Position annotation entries:
————

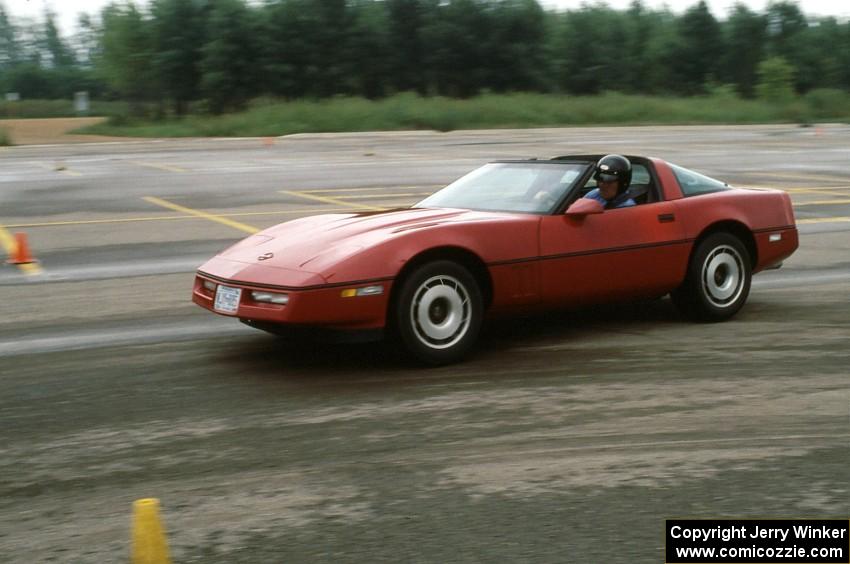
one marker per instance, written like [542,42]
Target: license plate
[227,299]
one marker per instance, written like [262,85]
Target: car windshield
[512,187]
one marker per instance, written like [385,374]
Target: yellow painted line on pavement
[824,220]
[805,176]
[11,247]
[198,213]
[333,201]
[386,196]
[822,203]
[826,190]
[368,189]
[159,166]
[58,167]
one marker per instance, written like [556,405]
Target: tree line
[215,55]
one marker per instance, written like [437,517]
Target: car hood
[311,244]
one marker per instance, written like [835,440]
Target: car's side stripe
[593,252]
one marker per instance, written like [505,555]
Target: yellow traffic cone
[149,543]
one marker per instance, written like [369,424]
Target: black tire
[718,279]
[437,313]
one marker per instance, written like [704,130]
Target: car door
[617,254]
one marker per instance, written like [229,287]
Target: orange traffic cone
[21,254]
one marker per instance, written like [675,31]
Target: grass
[268,117]
[27,109]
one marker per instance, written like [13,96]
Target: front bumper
[318,306]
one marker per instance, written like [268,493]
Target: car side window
[693,183]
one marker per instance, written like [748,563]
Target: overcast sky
[67,10]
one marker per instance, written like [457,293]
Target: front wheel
[438,312]
[718,279]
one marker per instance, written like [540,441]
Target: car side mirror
[583,207]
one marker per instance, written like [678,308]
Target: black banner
[759,541]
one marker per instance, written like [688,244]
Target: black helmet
[614,167]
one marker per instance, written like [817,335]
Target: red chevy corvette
[510,236]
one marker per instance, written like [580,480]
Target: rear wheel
[438,312]
[718,279]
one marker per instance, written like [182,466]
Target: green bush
[828,103]
[25,109]
[270,117]
[775,80]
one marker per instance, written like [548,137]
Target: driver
[613,176]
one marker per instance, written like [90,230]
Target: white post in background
[81,103]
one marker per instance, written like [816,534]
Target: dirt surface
[52,130]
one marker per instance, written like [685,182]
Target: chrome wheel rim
[440,312]
[723,276]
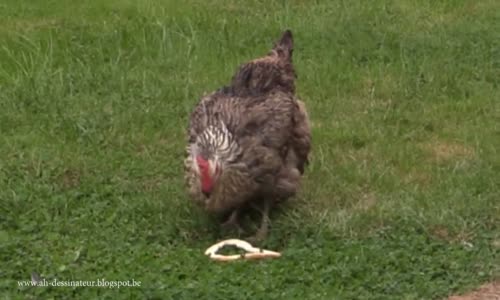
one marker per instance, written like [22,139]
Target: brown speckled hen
[249,142]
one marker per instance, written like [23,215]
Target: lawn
[401,199]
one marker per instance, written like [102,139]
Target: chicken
[248,143]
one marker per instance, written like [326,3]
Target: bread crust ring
[253,253]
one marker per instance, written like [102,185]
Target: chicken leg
[233,222]
[263,230]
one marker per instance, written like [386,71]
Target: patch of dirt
[444,151]
[490,291]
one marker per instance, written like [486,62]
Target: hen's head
[273,71]
[213,151]
[209,170]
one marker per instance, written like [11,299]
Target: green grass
[404,99]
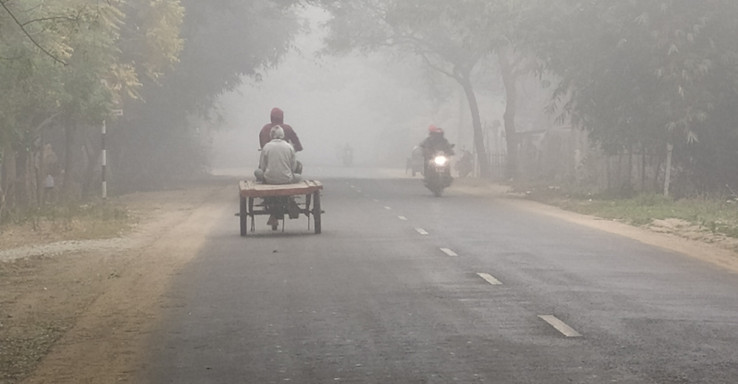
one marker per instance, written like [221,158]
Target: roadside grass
[718,216]
[100,220]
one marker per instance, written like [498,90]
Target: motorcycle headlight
[440,160]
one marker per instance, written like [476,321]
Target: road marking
[489,278]
[560,326]
[449,252]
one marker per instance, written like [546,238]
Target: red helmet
[433,129]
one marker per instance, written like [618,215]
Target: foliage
[643,74]
[166,136]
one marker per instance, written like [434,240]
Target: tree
[643,74]
[223,41]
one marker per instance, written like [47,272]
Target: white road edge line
[560,326]
[489,278]
[449,252]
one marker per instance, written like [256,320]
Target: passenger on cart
[278,165]
[278,162]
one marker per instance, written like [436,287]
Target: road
[402,287]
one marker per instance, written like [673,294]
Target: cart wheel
[243,216]
[316,211]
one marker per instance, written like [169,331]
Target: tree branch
[25,32]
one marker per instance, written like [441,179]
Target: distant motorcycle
[437,175]
[348,156]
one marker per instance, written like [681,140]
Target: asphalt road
[403,287]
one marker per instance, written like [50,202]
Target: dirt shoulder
[80,311]
[674,235]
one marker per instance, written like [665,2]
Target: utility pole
[104,164]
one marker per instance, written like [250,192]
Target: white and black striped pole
[104,164]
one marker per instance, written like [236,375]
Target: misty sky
[379,106]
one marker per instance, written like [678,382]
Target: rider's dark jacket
[436,142]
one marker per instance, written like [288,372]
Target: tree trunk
[482,158]
[511,95]
[667,174]
[7,183]
[68,171]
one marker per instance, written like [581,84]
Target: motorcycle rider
[436,141]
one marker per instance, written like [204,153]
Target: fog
[380,107]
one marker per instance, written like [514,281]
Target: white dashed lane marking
[489,278]
[560,326]
[449,252]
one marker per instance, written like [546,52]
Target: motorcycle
[437,174]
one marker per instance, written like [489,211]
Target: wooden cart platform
[276,200]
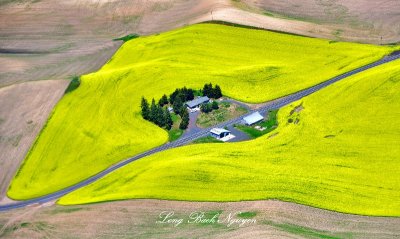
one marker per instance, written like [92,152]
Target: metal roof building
[219,132]
[198,101]
[253,118]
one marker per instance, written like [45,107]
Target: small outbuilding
[253,118]
[197,102]
[219,133]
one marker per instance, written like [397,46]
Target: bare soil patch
[359,20]
[24,109]
[137,219]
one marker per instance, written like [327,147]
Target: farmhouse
[253,118]
[197,102]
[219,133]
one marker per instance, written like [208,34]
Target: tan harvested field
[137,219]
[48,40]
[56,39]
[19,124]
[359,20]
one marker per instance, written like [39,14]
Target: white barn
[253,118]
[219,133]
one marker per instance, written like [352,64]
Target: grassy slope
[99,124]
[355,170]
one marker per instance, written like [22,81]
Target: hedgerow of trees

————

Required work: Can you turn the entries from the line holding "one marker per instance, written like [236,375]" through the end of the entries, inclusive, into a Markdown table with the columns No. and Line, skipping blank lines and leaving the pictures out?

Answer for the task:
| No. | Line |
|---|---|
| 1 | one marker per instance, written like [236,375] |
| 2 | Target: misty sky |
| 3 | [379,106] |
| 4 | one marker per instance, written like [678,382] |
| 5 | Target: rider's dark jacket |
| 6 | [436,142] |
| 7 | one marker per instance, written like [288,372] |
| 8 | Target: tree trunk |
| 9 | [482,158] |
| 10 | [511,95] |
| 11 | [667,174] |
| 12 | [7,183] |
| 13 | [68,171] |
| 14 | one marker per instance, written like [581,84] |
| 15 | Target: motorcycle rider |
| 16 | [436,141] |
| 17 | one marker per instance, written like [204,153] |
| 18 | Target: fog |
| 19 | [380,107] |
| 20 | one marker per instance, written like [514,281] |
| 21 | Target: white dashed lane marking |
| 22 | [489,278] |
| 23 | [560,326] |
| 24 | [449,252] |
| 25 | one marker per instance, written like [546,52] |
| 26 | Target: motorcycle |
| 27 | [437,174] |
| 28 | one marker per instance, written like [489,211] |
| 29 | Target: wooden cart platform |
| 30 | [276,200] |
| 31 | one marker per instance, written like [92,152] |
| 32 | Target: metal roof building |
| 33 | [219,132] |
| 34 | [198,101] |
| 35 | [253,118] |
| 36 | one marker per instance, written like [45,107] |
| 37 | Target: small outbuilding |
| 38 | [253,118] |
| 39 | [197,102] |
| 40 | [219,133] |
| 41 | one marker per instance, written like [397,46] |
| 42 | Target: bare soil patch |
| 43 | [359,20] |
| 44 | [24,109] |
| 45 | [137,219] |
| 46 | one marker per instance, written like [327,147] |
| 47 | Target: farmhouse |
| 48 | [253,118] |
| 49 | [197,102] |
| 50 | [219,133] |
| 51 | one marker per instance, written like [208,34] |
| 52 | Target: tan harvested field |
| 53 | [137,219] |
| 54 | [48,40] |
| 55 | [56,39] |
| 56 | [19,124] |
| 57 | [359,20] |
| 58 | one marker per instance, written like [39,14] |
| 59 | Target: white barn |
| 60 | [253,118] |
| 61 | [219,133] |
| 62 | one marker per instance, written like [352,64] |
| 63 | Target: grassy slope |
| 64 | [99,124] |
| 65 | [355,170] |
| 66 | one marker per instance, written like [22,81] |
| 67 | Target: hedgerow of trees |